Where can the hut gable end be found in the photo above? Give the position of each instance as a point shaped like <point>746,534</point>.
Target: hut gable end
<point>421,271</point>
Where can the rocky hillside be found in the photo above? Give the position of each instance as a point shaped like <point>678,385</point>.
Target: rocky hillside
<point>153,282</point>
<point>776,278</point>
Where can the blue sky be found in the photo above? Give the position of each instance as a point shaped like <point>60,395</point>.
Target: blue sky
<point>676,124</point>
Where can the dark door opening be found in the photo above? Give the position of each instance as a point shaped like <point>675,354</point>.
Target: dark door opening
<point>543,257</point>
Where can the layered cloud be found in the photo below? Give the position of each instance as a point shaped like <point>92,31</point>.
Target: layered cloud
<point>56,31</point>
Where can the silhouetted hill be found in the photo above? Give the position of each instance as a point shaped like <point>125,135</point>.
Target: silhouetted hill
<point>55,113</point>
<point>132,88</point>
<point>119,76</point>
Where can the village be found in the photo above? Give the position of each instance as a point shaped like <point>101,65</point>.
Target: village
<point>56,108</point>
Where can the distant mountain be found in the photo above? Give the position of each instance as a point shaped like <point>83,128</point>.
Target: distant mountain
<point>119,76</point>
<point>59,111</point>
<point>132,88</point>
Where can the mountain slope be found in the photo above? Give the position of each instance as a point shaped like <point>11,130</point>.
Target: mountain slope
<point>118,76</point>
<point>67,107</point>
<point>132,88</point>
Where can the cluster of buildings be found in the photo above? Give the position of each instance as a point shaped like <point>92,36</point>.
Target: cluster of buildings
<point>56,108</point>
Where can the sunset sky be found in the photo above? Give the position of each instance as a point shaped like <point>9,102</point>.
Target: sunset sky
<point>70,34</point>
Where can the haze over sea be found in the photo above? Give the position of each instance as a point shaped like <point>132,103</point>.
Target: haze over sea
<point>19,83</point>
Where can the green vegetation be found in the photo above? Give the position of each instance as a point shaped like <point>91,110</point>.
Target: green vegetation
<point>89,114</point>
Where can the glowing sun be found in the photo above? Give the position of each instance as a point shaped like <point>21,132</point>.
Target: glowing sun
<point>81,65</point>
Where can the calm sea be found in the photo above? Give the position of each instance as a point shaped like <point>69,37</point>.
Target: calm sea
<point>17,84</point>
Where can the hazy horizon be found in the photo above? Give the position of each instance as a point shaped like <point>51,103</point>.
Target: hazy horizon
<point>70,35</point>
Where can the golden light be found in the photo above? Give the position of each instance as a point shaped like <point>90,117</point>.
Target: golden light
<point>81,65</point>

■ **BRIEF**:
Repeat the listing above word for word, with no line missing.

■ **REPLY TO THE TASK**:
Where can the hut gable end be found in the photo above? Give the position of each instance as a point shaped like <point>746,534</point>.
Target: hut gable end
<point>421,271</point>
Where can the rocky hillside be found in the photo above? Give the position of each instance as a point shaped like <point>678,385</point>.
Target: rocky hillside
<point>153,282</point>
<point>776,278</point>
Where can the blue sky be found in the photo above? Give the position of each instance as a point shaped like <point>60,395</point>.
Target: blue sky
<point>676,124</point>
Where can the dark door opening be found in the photo above? Give the position of each instance as a point shaped like <point>675,354</point>.
Target: dark door opening
<point>543,257</point>
Where can the layered cloud be found in the photo below? Give the position of each instance as a point shaped like <point>92,31</point>.
Target: layered cloud
<point>56,31</point>
Where can the silhouetted hill be found in the photo above? Give the position of each instance as a point shaped like <point>125,135</point>.
Target: silhouetted hill
<point>55,113</point>
<point>132,88</point>
<point>119,76</point>
Where can the village be found in the photo above? Give the position of each instance as a point shaped like <point>101,65</point>.
Target: village
<point>56,108</point>
Where can the distant mountain be found in the photo above? Give the position of each instance as a point shaped like <point>83,128</point>.
Target: distant mountain
<point>119,76</point>
<point>59,111</point>
<point>132,88</point>
Where can the mountain slope be found in the photo above? Give the position of each instance as a point shaped like <point>11,130</point>.
Target: mountain slope
<point>118,76</point>
<point>67,107</point>
<point>132,88</point>
Where can the cluster of buildings be found in the photo above? Give the position of each instance as a point shaped like <point>92,36</point>.
Target: cluster of buildings
<point>56,108</point>
Where can the sunset sky be found in the photo above? Give the position of each instance as a point shaped like <point>9,102</point>.
Target: sunset sky
<point>70,34</point>
Where can the haze over sea be found in the photo above? Give the position of each instance as a point shaped like <point>132,103</point>.
Target: haze over sea
<point>19,83</point>
Where can the green vegetation be found in the photo above? Give the position of each instance as a point shaped like <point>91,110</point>.
Target: green vegetation
<point>89,114</point>
Where can the glowing sun be found in the photo above? Give the position of each instance as a point shaped like <point>21,132</point>.
Target: glowing sun
<point>81,65</point>
Where can the calm sea be found in the photo above? Give the position of each instance as a point shaped like <point>69,37</point>.
Target: calm sea
<point>17,84</point>
Where can the hazy horizon be found in the photo above? Give the position of each instance as a point shaped like <point>51,103</point>.
Target: hazy horizon
<point>70,35</point>
Where can the golden light be found in the photo above? Give the position of each instance as a point shaped like <point>90,117</point>.
Target: golden light
<point>81,65</point>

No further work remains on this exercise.